▶ **Given records**
■ ■ ■ ■ ■ ■ ■

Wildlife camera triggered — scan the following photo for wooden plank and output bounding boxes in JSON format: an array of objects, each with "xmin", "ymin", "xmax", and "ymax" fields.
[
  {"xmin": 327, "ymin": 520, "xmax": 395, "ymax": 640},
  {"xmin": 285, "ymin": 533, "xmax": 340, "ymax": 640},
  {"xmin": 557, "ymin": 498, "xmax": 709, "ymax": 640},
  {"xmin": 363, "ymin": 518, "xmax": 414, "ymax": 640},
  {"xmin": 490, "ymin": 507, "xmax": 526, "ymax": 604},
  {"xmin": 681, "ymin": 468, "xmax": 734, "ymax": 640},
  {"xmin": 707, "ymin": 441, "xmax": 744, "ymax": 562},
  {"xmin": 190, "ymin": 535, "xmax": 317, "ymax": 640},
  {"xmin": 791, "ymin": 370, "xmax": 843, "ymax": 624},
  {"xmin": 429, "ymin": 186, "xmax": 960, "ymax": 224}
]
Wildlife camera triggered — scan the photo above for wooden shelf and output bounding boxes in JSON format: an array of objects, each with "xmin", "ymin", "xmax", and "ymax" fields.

■ ■ ■ ■ ■ ■ ■

▶ **Task instructions**
Change "bounding boxes" to "bounding rectangles" in all of the rows above, and keep everything else in them the same.

▶ **Exercise answer**
Wildlife camera triggered — scan the following photo for wooden plank and output bounding rectangles in JSON format: an array of objects, each with "xmin", "ymin", "xmax", and "ymax" fields.
[
  {"xmin": 327, "ymin": 520, "xmax": 395, "ymax": 640},
  {"xmin": 285, "ymin": 533, "xmax": 340, "ymax": 640},
  {"xmin": 557, "ymin": 498, "xmax": 709, "ymax": 640},
  {"xmin": 363, "ymin": 518, "xmax": 414, "ymax": 640},
  {"xmin": 490, "ymin": 507, "xmax": 526, "ymax": 604},
  {"xmin": 681, "ymin": 468, "xmax": 734, "ymax": 640},
  {"xmin": 707, "ymin": 441, "xmax": 744, "ymax": 562},
  {"xmin": 190, "ymin": 535, "xmax": 317, "ymax": 640},
  {"xmin": 791, "ymin": 370, "xmax": 843, "ymax": 624},
  {"xmin": 429, "ymin": 186, "xmax": 960, "ymax": 224}
]
Wildlife camera triggered — scan the photo above for wooden shelf and output bounding rectangles in JSON format: an array of objects, each with "xmin", "ymin", "xmax", and "ymax" fields.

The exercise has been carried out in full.